:: Entrées de données enregistrées ::
---
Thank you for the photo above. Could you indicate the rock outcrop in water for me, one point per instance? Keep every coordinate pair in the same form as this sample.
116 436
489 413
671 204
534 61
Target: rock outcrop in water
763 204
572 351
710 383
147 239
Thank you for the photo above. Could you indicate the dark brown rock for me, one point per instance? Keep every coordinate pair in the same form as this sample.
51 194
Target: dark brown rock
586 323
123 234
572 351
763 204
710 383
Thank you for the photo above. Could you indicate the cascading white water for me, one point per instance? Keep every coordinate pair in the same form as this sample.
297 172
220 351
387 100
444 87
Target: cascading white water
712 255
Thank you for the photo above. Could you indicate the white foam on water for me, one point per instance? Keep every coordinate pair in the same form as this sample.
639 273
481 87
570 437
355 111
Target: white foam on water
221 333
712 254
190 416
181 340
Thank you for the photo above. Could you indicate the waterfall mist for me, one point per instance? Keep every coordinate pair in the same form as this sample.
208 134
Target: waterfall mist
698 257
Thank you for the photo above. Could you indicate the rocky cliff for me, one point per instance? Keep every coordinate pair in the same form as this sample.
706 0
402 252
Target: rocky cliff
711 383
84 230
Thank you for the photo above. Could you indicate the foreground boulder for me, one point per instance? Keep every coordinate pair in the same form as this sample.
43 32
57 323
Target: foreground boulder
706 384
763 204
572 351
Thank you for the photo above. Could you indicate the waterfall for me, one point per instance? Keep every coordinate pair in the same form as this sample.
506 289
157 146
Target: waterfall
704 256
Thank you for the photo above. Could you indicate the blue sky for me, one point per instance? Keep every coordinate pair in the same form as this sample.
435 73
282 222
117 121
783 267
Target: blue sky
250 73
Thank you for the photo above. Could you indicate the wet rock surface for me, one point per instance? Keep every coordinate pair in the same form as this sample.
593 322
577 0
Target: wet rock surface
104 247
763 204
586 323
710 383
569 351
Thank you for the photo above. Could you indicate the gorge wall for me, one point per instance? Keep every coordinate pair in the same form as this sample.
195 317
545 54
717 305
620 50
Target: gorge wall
---
:: Objectif visé ::
Transforme chaque ligne de la liste ci-dessus en une chaîne d'un tableau JSON, une chaîne par ligne, sans garder les lignes vides.

:: Résultat obtenu ::
[
  "Thank you for the photo above. Could you indicate the rock outcrop in water for me, one point per instance? Keep every coordinate pair in the same form as this sample.",
  "116 436",
  "489 413",
  "671 204",
  "534 61",
  "Target: rock outcrop in water",
  "763 204",
  "572 351",
  "710 383",
  "147 239",
  "Thank you for the photo above. Could you indicate the dark brown rock for me, one point per instance? Keep every coordinate pair in the same form as this sample.",
  "51 194",
  "Target: dark brown rock",
  "586 323",
  "123 234",
  "572 351",
  "763 204",
  "710 383",
  "Thank you for the photo above. Could you indicate the cascading white water for me, one point per instance? Keep every coordinate pair in the same form as this sample.",
  "297 172",
  "220 351",
  "387 100",
  "444 87",
  "Target: cascading white water",
  "712 255",
  "Thank you for the photo above. Could you indicate the white foam on water for me, one point per instance? Keep every coordinate pair in the same form as this sample.",
  "639 273",
  "481 87",
  "570 437",
  "355 111",
  "Target: white foam on water",
  "221 333",
  "712 254",
  "190 416",
  "181 340",
  "Thank you for the photo above. Could you indicate the waterfall mist for me, one point per instance? Keep every coordinate pair in the same form as this sample.",
  "208 134",
  "Target: waterfall mist",
  "698 257",
  "Thank you for the photo above. Could you indicate the rocky cliff for me, one point per instance? Keep every coordinate pair in the same form as this sample.",
  "706 0",
  "402 252",
  "Target: rocky cliff",
  "711 383",
  "84 230",
  "Thank you for the photo above. Could you indicate the foreground boulder for me, one point per instance? Keep every coordinate pair in the same form as this sample.",
  "43 32",
  "57 323",
  "Target: foreground boulder",
  "706 384",
  "763 204",
  "572 351",
  "Thank you for the photo above. Could you indicate the waterfall for me, one point per instance? Keep every coordinate pair in the same form as this sample.",
  "506 289",
  "157 146",
  "Target: waterfall",
  "704 256",
  "Thank you for the photo above. Could you indicate the blue sky for me, one point per instance? Keep every coordinate pair in the same form as this sample.",
  "435 73",
  "282 222",
  "117 121",
  "783 267",
  "Target: blue sky",
  "250 73",
  "Thank you for the photo above. Could you indicate the wet rock surface for me, one point per instance? Keep every coordinate pair in the same form as this sample.",
  "593 322",
  "577 0",
  "Target: wet rock surface",
  "104 247",
  "763 204",
  "586 323",
  "710 383",
  "569 351",
  "Thank you for the photo above. Could you indicate the gorge wall for me, one point per instance? Keep every coordinate pair in the same form as this sample.",
  "195 317",
  "545 54",
  "717 305",
  "620 50",
  "Target: gorge wall"
]